* Begin LISTING *

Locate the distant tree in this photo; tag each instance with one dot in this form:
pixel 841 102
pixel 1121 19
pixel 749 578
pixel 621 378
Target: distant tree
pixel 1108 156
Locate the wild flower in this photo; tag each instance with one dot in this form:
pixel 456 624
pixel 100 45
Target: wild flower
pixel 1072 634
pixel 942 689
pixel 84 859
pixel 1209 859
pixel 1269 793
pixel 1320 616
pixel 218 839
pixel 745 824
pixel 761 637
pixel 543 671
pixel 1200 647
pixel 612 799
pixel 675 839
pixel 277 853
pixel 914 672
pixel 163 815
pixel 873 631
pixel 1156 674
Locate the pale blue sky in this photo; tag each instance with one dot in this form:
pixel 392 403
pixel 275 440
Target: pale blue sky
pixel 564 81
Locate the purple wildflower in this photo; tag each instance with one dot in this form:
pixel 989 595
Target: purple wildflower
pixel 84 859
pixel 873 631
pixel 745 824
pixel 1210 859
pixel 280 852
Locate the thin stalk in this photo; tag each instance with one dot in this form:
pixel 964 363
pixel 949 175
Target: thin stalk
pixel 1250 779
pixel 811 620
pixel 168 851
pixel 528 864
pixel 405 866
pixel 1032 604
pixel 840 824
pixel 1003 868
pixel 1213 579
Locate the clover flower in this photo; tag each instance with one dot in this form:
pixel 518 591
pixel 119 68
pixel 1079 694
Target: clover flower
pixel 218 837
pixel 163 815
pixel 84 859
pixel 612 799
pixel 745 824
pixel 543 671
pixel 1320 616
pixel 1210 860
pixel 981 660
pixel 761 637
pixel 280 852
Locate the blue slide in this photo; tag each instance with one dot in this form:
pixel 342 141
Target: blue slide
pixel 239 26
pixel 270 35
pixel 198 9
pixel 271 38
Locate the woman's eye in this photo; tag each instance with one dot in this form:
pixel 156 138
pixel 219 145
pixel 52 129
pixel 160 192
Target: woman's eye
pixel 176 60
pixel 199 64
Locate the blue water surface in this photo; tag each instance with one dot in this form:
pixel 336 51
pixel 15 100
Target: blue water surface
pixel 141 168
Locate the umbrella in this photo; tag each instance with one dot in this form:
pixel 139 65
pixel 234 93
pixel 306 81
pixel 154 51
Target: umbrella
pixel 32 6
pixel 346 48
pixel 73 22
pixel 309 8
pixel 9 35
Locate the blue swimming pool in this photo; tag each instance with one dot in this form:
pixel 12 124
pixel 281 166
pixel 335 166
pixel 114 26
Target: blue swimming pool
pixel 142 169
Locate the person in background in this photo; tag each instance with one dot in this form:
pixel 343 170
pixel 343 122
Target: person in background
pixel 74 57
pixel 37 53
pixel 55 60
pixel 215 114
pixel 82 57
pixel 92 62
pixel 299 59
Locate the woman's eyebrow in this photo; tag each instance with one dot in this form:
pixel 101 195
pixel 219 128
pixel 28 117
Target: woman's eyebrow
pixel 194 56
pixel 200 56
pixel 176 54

* End LISTING *

EXERCISE DETAILS
Present every line of the material above as a Markdown table with two columns, Row and Line. Number each row and leave out any blank lines.

TASK OUTPUT
| Row | Line |
|---|---|
| 1 | Locate the distant tree in this photo; tag each instance with one dot in this form: |
| 2 | pixel 841 102 |
| 3 | pixel 1121 19 |
| 4 | pixel 749 578 |
| 5 | pixel 621 378 |
| 6 | Target: distant tree |
| 7 | pixel 1108 156 |
| 8 | Locate the wild flower in this photo; tag each instance with one dot in this form: |
| 9 | pixel 456 624 |
| 10 | pixel 100 45 |
| 11 | Target: wild flower |
| 12 | pixel 1072 634 |
| 13 | pixel 942 689 |
| 14 | pixel 84 859 |
| 15 | pixel 1209 859 |
| 16 | pixel 1269 793 |
| 17 | pixel 1320 616 |
| 18 | pixel 218 839 |
| 19 | pixel 745 824 |
| 20 | pixel 761 637 |
| 21 | pixel 543 671 |
| 22 | pixel 1200 647 |
| 23 | pixel 612 799 |
| 24 | pixel 675 839 |
| 25 | pixel 277 853 |
| 26 | pixel 914 672 |
| 27 | pixel 163 815 |
| 28 | pixel 873 631 |
| 29 | pixel 1156 674 |
| 30 | Locate the pale blue sky in this photo; tag each instance with one dot in this form: |
| 31 | pixel 392 403 |
| 32 | pixel 275 440 |
| 33 | Target: pale blue sky |
| 34 | pixel 564 81 |
| 35 | Locate the purple wildflower in this photo; tag each instance with one dot in this form: |
| 36 | pixel 989 595 |
| 37 | Target: purple wildflower |
| 38 | pixel 84 859 |
| 39 | pixel 873 631 |
| 40 | pixel 745 824 |
| 41 | pixel 1210 859 |
| 42 | pixel 280 852 |
| 43 | Locate the thin stalk in this photo; tag each instance with one dot in this form: |
| 44 | pixel 964 363 |
| 45 | pixel 949 175 |
| 46 | Target: thin stalk |
| 47 | pixel 1250 779 |
| 48 | pixel 811 620 |
| 49 | pixel 168 851 |
| 50 | pixel 528 864 |
| 51 | pixel 405 866 |
| 52 | pixel 1032 604 |
| 53 | pixel 840 824 |
| 54 | pixel 1003 868 |
| 55 | pixel 1213 579 |
| 56 | Locate the clover flower in this photo; tag each instance with one dot in this form: |
| 57 | pixel 518 591 |
| 58 | pixel 119 68 |
| 59 | pixel 1079 694 |
| 60 | Target: clover flower |
| 61 | pixel 218 837 |
| 62 | pixel 163 815 |
| 63 | pixel 84 859 |
| 64 | pixel 612 799 |
| 65 | pixel 745 824 |
| 66 | pixel 543 671 |
| 67 | pixel 1320 616 |
| 68 | pixel 1210 860 |
| 69 | pixel 981 660 |
| 70 | pixel 761 637 |
| 71 | pixel 280 852 |
| 72 | Locate the blue slide in this photo; tag each instance with one dot in this form: |
| 73 | pixel 342 141 |
| 74 | Target: blue slide |
| 75 | pixel 239 26 |
| 76 | pixel 270 35 |
| 77 | pixel 198 9 |
| 78 | pixel 271 38 |
| 79 | Locate the woman's eye in this photo; tag each instance with one dot in this form: |
| 80 | pixel 156 138 |
| 81 | pixel 219 145 |
| 82 | pixel 52 129 |
| 83 | pixel 160 192 |
| 84 | Target: woman's eye |
| 85 | pixel 176 60 |
| 86 | pixel 199 64 |
| 87 | Locate the blue water surface in this photo; tag each instance with one dot in this form: |
| 88 | pixel 336 51 |
| 89 | pixel 15 100 |
| 90 | Target: blue water surface |
| 91 | pixel 141 168 |
| 92 | Locate the umbrella in this photo; tag each instance with one dot in this form: |
| 93 | pixel 139 65 |
| 94 | pixel 234 93 |
| 95 | pixel 306 81 |
| 96 | pixel 154 51 |
| 97 | Target: umbrella |
| 98 | pixel 32 6 |
| 99 | pixel 346 48 |
| 100 | pixel 73 22 |
| 101 | pixel 309 8 |
| 102 | pixel 9 35 |
| 103 | Locate the blue swimming pool in this photo; tag each instance with one dot in this form: |
| 104 | pixel 12 124 |
| 105 | pixel 281 166 |
| 106 | pixel 335 166 |
| 107 | pixel 114 26 |
| 108 | Target: blue swimming pool |
| 109 | pixel 142 169 |
| 110 | Locate the person in background in this photo; tag each instance with one dot in this form: |
| 111 | pixel 343 170 |
| 112 | pixel 343 122 |
| 113 | Target: person in background |
| 114 | pixel 74 57 |
| 115 | pixel 37 53 |
| 116 | pixel 55 60 |
| 117 | pixel 215 114 |
| 118 | pixel 82 57 |
| 119 | pixel 92 62 |
| 120 | pixel 299 59 |
| 121 | Locate the woman's eyebrow in this photo; tag each instance with one dot in this form: |
| 122 | pixel 101 195 |
| 123 | pixel 219 128 |
| 124 | pixel 28 117 |
| 125 | Target: woman's eyebrow |
| 126 | pixel 194 56 |
| 127 | pixel 200 56 |
| 128 | pixel 176 54 |